WHAT YOU SHOULD DO:
Pull out of the data below the stretch of lines bounded by the one containing "like (136, 50)." and the one containing "like (134, 173).", both bounds included, unchanged.

GIVEN ENTRIES:
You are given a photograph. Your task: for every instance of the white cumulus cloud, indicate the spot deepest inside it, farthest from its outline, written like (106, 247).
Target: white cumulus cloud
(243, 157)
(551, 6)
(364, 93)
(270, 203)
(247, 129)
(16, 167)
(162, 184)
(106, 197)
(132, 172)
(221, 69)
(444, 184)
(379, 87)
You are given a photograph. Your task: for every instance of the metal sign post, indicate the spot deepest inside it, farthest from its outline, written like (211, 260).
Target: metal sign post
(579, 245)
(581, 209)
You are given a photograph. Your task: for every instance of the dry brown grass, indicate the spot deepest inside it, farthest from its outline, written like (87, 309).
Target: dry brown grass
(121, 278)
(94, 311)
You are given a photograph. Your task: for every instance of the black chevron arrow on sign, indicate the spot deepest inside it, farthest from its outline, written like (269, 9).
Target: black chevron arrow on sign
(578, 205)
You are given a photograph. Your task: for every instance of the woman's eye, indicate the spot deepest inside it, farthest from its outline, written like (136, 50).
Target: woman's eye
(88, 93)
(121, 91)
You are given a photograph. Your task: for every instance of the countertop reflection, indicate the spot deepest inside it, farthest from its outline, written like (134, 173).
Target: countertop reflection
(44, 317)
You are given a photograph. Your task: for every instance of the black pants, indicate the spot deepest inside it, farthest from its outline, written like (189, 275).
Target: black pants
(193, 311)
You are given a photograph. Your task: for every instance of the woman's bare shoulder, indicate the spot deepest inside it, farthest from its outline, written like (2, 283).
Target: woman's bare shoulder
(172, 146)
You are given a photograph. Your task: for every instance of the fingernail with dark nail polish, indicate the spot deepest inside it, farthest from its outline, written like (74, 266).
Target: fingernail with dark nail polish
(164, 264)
==
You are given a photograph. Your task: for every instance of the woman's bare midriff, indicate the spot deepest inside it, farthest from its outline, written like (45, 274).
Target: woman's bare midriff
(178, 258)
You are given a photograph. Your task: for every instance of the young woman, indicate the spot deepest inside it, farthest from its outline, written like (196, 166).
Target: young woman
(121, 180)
---
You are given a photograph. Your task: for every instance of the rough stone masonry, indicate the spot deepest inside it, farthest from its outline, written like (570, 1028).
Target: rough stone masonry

SOLUTION TO THIS TASK:
You are given a photograph. Your task: for every instance of the woman's eye, indicate the spot deepest inside it, farthest from its outline, written like (136, 50).
Target: woman's eye
(88, 93)
(121, 91)
You are given a photograph. Your task: for every instance of the countertop reflection, indicate the spot deepest inside it, farthest from its outline, written like (134, 173).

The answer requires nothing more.